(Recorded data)
______________________________

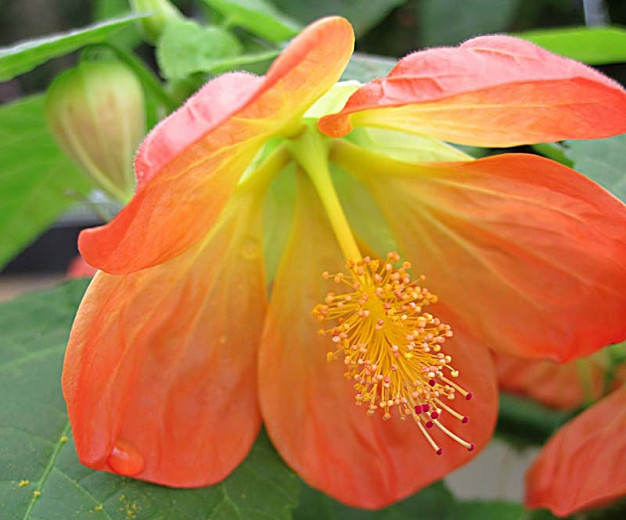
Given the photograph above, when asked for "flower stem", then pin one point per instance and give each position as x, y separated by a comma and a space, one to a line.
310, 150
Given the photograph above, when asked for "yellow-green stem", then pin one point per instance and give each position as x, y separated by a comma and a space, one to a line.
310, 150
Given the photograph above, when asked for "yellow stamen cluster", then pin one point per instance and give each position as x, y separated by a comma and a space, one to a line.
391, 348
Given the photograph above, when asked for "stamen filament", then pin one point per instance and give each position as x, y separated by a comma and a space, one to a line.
458, 439
392, 350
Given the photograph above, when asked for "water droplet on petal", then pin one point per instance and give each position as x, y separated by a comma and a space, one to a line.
125, 459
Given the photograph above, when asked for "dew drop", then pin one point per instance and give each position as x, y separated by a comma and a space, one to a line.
125, 459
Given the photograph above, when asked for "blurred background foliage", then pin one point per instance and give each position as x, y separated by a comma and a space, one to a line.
384, 27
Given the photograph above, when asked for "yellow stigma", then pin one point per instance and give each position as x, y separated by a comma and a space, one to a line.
391, 348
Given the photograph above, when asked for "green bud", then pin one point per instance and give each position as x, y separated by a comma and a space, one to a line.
163, 13
96, 113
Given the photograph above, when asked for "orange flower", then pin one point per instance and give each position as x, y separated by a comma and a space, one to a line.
176, 354
560, 385
584, 464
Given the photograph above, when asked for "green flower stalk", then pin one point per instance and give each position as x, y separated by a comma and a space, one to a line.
96, 113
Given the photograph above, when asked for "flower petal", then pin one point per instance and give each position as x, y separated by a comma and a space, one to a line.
307, 402
160, 372
190, 163
489, 91
584, 464
529, 252
561, 385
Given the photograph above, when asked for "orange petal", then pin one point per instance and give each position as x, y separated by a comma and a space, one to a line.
560, 385
584, 464
489, 91
527, 251
308, 405
160, 372
190, 163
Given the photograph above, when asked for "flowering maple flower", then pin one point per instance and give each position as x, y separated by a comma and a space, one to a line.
566, 386
584, 464
178, 353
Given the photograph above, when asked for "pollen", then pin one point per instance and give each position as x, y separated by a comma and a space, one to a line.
392, 350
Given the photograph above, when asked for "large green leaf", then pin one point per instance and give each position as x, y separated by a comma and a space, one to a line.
443, 22
593, 45
25, 56
363, 14
259, 17
186, 47
481, 510
432, 503
40, 475
37, 181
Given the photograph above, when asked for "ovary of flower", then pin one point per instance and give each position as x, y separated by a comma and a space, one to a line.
391, 349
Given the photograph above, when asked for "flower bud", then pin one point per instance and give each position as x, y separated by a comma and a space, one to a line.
96, 113
163, 12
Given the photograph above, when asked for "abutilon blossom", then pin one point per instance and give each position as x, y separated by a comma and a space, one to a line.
413, 258
565, 386
584, 464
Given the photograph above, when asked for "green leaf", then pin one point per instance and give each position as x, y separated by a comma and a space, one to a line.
259, 17
602, 160
186, 48
434, 502
40, 475
37, 181
449, 23
593, 45
128, 37
363, 14
480, 510
366, 67
25, 56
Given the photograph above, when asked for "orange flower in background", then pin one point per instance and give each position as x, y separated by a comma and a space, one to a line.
584, 464
178, 354
561, 385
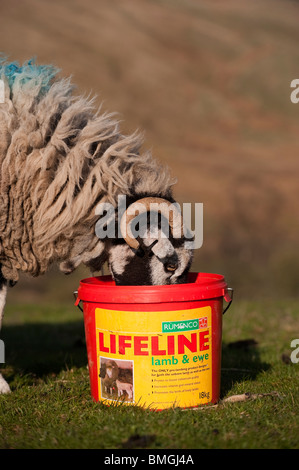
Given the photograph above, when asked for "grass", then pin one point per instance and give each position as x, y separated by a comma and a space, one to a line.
51, 407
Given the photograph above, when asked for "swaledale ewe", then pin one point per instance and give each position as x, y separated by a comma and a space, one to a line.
60, 158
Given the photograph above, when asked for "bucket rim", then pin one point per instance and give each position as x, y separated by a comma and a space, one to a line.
201, 286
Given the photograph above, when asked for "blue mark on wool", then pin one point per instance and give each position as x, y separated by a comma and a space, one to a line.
28, 73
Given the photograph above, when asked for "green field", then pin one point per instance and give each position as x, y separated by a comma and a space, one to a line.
51, 406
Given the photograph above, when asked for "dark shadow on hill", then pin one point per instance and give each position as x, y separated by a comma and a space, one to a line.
42, 349
240, 361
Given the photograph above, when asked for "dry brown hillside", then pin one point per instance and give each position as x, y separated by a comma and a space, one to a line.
209, 83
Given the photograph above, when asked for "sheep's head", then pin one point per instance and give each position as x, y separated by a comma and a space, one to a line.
157, 255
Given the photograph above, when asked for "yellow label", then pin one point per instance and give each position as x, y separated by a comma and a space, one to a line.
155, 359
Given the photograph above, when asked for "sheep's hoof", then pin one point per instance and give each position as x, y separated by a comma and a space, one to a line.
4, 387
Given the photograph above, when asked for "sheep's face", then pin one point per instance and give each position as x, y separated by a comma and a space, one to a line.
154, 252
158, 261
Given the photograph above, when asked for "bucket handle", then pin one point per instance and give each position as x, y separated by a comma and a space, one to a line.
78, 300
228, 297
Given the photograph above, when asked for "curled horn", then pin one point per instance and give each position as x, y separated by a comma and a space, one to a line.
166, 208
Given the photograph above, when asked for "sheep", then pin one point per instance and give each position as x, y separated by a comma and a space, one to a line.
60, 158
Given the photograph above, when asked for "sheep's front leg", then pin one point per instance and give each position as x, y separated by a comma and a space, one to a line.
4, 387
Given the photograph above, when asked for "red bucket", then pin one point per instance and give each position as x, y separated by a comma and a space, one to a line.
155, 346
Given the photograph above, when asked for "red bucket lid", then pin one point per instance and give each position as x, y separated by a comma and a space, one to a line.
200, 286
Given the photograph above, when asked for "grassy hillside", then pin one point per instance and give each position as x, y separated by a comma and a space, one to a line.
209, 83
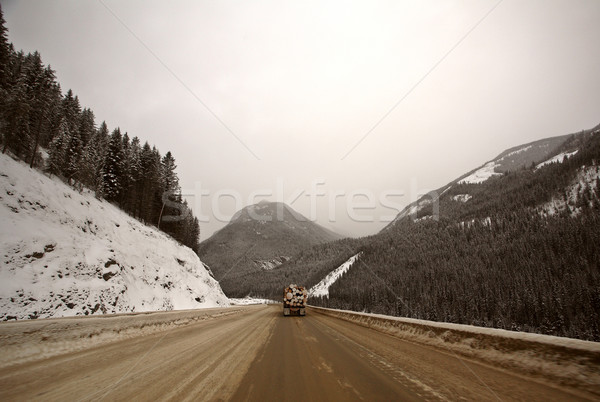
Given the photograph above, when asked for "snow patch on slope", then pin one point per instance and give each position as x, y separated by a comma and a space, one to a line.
481, 174
557, 159
66, 253
462, 197
518, 151
586, 182
322, 288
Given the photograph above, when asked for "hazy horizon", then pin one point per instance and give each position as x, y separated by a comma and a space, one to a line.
321, 104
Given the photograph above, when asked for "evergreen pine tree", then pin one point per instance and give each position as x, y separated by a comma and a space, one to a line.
57, 151
111, 171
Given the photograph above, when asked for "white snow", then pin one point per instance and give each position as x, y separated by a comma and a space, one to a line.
322, 288
586, 180
246, 301
556, 159
462, 197
518, 151
66, 253
544, 356
481, 174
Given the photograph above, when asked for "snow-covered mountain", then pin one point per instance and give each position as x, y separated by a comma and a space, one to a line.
66, 253
259, 239
535, 155
322, 288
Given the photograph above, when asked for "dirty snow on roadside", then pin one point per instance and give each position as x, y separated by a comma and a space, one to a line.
249, 300
66, 253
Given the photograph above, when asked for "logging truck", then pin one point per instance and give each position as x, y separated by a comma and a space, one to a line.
294, 300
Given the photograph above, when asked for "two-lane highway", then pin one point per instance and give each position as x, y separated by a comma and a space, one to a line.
257, 354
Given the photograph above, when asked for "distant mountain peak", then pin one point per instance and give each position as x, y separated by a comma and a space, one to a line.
255, 240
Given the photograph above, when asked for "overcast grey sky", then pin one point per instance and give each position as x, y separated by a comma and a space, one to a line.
300, 83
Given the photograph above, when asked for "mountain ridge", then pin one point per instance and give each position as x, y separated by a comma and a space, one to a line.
258, 238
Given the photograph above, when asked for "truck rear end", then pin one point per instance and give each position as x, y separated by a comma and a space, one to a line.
294, 300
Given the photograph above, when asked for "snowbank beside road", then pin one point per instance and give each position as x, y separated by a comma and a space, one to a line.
31, 340
568, 361
66, 253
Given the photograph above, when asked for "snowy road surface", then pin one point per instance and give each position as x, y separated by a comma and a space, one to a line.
257, 354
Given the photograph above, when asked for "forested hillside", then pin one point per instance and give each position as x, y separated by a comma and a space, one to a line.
245, 254
55, 133
518, 251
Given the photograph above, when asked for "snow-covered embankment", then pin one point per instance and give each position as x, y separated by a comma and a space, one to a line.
66, 253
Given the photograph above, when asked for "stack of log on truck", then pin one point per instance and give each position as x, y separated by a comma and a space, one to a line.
294, 300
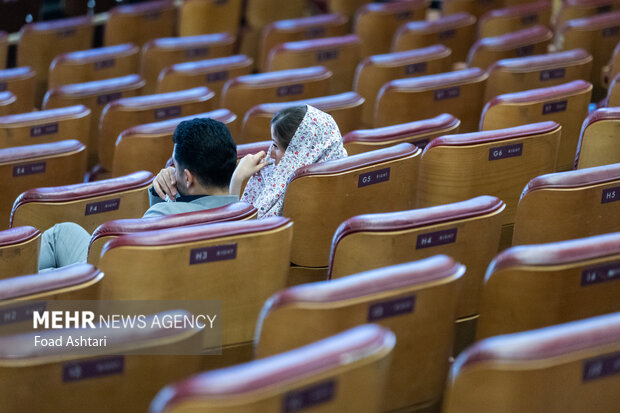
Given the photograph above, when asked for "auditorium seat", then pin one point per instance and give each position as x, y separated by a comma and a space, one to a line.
376, 23
238, 211
456, 31
94, 95
498, 163
209, 16
158, 54
342, 373
567, 368
418, 133
511, 19
72, 282
87, 204
384, 180
303, 28
576, 9
21, 82
534, 286
139, 23
125, 113
30, 166
338, 54
45, 126
210, 262
19, 249
459, 93
416, 301
599, 139
346, 109
526, 42
242, 93
524, 73
213, 73
566, 104
371, 241
8, 103
568, 205
94, 64
599, 35
40, 42
147, 147
74, 379
375, 71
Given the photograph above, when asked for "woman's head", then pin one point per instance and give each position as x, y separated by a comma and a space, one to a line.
283, 127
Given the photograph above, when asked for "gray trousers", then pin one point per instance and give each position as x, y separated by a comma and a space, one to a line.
63, 244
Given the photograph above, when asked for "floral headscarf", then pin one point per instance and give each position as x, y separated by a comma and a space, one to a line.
316, 140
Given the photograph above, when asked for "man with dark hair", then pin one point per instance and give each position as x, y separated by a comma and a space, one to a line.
204, 159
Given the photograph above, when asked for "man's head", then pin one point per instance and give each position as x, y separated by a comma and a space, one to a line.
204, 156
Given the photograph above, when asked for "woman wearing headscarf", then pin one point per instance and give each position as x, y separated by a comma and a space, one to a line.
301, 135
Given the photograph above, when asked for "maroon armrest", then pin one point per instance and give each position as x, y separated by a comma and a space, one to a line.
474, 138
388, 133
361, 160
556, 253
19, 153
17, 235
194, 233
574, 179
274, 371
88, 189
231, 212
26, 285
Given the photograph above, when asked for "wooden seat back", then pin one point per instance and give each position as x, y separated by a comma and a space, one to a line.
345, 108
456, 31
125, 113
45, 126
569, 205
244, 92
93, 64
376, 23
459, 93
524, 73
158, 54
526, 42
21, 82
416, 301
467, 231
226, 253
87, 204
511, 19
566, 104
598, 142
94, 95
139, 23
238, 211
375, 71
19, 249
321, 196
498, 163
338, 54
30, 166
534, 286
342, 372
303, 28
40, 42
418, 133
130, 154
209, 16
577, 360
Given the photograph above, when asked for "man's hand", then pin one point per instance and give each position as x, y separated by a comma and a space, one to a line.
166, 184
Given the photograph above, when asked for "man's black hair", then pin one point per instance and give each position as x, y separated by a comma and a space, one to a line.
206, 149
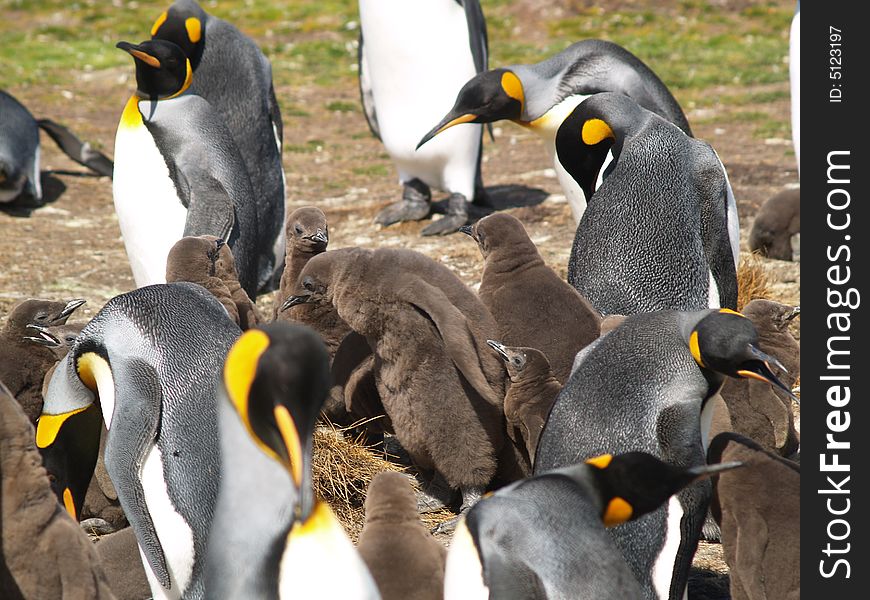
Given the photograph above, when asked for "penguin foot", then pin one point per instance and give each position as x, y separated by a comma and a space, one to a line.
456, 217
404, 210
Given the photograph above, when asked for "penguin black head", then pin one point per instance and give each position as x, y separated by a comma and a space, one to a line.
308, 230
162, 69
277, 378
183, 24
727, 342
489, 96
635, 483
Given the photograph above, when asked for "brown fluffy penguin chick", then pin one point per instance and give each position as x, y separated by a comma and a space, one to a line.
45, 554
307, 236
225, 268
533, 389
192, 259
778, 219
754, 409
758, 510
119, 553
442, 388
24, 362
532, 305
406, 561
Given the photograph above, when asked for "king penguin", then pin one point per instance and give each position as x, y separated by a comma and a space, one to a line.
147, 360
544, 537
234, 75
645, 386
540, 96
273, 384
178, 171
660, 233
20, 149
413, 58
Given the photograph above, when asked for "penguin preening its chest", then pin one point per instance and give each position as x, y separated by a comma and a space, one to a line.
178, 171
660, 233
147, 360
273, 383
542, 95
413, 59
544, 537
235, 77
645, 386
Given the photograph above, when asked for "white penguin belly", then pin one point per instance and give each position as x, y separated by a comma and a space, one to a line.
663, 568
463, 574
175, 535
150, 214
418, 58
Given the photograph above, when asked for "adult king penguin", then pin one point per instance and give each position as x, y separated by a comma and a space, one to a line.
178, 171
544, 537
273, 384
645, 386
148, 359
660, 233
413, 58
234, 75
542, 95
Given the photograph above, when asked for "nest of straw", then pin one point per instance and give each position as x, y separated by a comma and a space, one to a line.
753, 281
343, 466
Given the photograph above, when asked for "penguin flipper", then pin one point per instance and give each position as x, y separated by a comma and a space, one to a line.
132, 435
79, 151
453, 328
365, 90
209, 208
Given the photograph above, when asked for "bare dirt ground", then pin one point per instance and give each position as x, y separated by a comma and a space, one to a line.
72, 247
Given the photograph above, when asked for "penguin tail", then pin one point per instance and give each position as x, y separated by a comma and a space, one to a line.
79, 151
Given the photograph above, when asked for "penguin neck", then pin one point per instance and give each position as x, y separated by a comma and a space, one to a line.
547, 125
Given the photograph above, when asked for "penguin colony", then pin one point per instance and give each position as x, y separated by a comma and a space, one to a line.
568, 424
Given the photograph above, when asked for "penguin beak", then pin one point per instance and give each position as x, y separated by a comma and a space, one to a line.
447, 122
294, 300
468, 230
759, 368
319, 236
500, 349
704, 471
46, 338
69, 309
137, 53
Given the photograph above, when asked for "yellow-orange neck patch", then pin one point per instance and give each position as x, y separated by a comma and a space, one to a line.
600, 461
194, 29
618, 511
160, 21
240, 369
69, 504
513, 87
290, 435
695, 349
594, 131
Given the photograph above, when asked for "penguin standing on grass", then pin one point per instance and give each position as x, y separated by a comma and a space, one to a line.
660, 232
540, 96
544, 537
147, 360
414, 57
178, 171
234, 75
645, 386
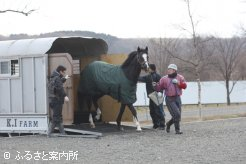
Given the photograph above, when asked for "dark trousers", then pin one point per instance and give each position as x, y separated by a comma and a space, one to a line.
56, 120
174, 107
157, 114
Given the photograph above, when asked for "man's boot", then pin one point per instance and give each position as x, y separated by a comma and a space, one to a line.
169, 123
177, 127
162, 125
51, 128
61, 129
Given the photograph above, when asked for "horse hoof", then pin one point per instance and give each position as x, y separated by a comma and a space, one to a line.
93, 126
139, 130
120, 128
97, 117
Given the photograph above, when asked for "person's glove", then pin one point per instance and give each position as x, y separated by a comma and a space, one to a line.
66, 99
174, 81
159, 94
66, 77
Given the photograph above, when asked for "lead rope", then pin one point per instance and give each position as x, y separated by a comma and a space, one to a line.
154, 88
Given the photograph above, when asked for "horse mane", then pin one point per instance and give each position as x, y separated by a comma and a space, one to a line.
130, 58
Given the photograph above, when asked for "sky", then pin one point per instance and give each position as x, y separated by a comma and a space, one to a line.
125, 18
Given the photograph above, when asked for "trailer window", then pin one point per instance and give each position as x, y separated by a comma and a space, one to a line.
15, 68
4, 69
9, 68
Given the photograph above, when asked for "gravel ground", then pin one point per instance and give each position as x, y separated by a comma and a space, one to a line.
221, 141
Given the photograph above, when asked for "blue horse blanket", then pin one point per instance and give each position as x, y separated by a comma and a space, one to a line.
101, 78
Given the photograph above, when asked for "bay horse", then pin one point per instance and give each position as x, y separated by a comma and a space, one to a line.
118, 81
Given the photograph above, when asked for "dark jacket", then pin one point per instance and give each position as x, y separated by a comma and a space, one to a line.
148, 79
59, 90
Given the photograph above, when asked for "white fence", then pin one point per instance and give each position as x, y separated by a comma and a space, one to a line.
212, 93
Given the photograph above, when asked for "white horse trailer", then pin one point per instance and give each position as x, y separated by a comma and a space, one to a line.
24, 68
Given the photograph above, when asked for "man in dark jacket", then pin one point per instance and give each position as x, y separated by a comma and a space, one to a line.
156, 112
57, 98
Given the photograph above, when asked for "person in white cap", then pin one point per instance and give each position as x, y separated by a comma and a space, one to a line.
57, 96
172, 84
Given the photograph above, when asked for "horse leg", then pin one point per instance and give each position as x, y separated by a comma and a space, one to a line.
118, 120
94, 100
134, 113
89, 103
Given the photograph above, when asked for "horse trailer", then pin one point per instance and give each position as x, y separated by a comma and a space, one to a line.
25, 66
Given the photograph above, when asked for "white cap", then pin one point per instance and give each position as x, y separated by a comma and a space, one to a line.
172, 66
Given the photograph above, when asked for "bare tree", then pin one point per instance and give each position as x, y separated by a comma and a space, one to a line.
158, 55
24, 11
197, 56
229, 54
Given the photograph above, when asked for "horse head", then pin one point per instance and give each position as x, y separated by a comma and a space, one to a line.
143, 58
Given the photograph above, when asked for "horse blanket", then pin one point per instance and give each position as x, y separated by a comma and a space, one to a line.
101, 78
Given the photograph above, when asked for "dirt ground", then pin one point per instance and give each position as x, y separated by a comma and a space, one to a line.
221, 141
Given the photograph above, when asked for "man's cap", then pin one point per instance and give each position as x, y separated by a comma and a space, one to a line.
173, 66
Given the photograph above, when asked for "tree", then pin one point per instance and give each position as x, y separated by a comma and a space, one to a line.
198, 56
25, 11
158, 55
229, 53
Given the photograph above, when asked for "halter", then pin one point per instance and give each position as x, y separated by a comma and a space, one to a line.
145, 62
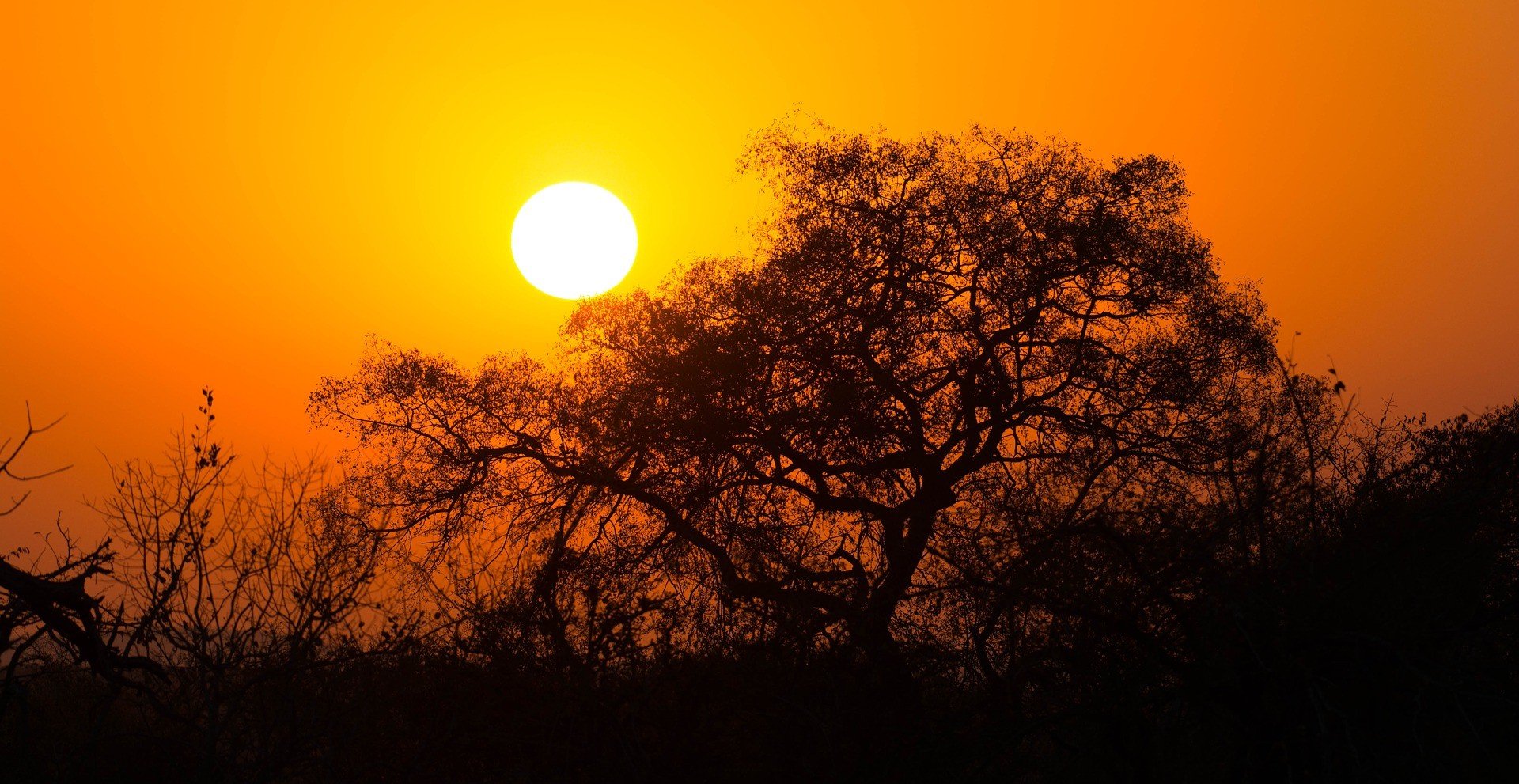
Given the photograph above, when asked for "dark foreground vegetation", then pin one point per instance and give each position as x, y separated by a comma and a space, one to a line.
974, 472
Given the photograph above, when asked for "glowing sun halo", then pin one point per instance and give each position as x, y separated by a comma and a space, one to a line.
574, 241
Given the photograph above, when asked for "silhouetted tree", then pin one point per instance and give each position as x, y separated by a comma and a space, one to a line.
802, 429
49, 599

______________________________

▸ **What is being asked**: Tally the lines of the recorded data that contain the word "black". Give only the number.

▸ **Written solution**: 2